* **What to work on**: In the entries below, every line that contains "point" must be located and copied.

☆ ☆ ☆ ☆ ☆

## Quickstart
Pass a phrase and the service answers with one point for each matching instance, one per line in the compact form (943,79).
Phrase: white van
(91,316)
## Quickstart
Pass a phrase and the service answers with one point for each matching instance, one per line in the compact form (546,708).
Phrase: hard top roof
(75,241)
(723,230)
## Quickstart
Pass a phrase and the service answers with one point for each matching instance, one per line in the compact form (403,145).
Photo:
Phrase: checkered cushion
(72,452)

☆ ☆ ☆ ☆ ☆

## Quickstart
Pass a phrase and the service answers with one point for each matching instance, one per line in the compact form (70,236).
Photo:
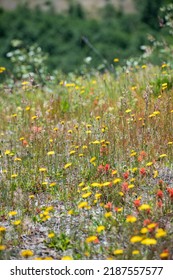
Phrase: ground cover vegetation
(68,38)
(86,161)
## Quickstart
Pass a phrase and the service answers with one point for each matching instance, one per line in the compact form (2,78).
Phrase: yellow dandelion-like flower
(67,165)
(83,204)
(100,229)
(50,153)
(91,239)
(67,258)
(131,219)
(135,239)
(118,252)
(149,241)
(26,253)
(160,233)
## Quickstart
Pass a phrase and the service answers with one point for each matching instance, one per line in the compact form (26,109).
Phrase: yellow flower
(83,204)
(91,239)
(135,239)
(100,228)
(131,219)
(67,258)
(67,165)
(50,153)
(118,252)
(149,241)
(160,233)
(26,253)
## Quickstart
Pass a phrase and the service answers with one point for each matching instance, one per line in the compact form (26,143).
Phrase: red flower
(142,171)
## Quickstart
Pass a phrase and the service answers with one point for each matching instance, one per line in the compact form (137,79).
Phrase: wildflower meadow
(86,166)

☆ ☆ ☆ ☆ ☆

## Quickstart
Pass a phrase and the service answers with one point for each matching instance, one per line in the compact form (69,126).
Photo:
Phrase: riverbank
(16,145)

☆ ☆ ☆ ☆ ☆

* **Written response**:
Pass a phrase and the service answers with one point for each matching instance, one per line in the compact form (943,79).
Pass a phrase and the service answers with one point for each matching instance, one per line in the compact form (546,708).
Pass a phrase and the service answers with one point for each matching instance, one per line in the compact form (403,145).
Pass a phrase and the service answers with one point for each matching instance, one per line in the compact form (70,236).
Pass a phrase and the service answers with one point for each matching instance, one per line in the compact form (2,78).
Pass a phrase and the service answers with one point for each matching instance, one per line in the compact form (26,109).
Pass a phrase and the service answers with one point for each matching instance, one per line in the compact form (26,143).
Pass a phrase and the service answers with one point for each matching instance, one per line in the compact form (137,79).
Pass a phrase and the service answers with one point for each matching instance, one per line in the compact form (69,126).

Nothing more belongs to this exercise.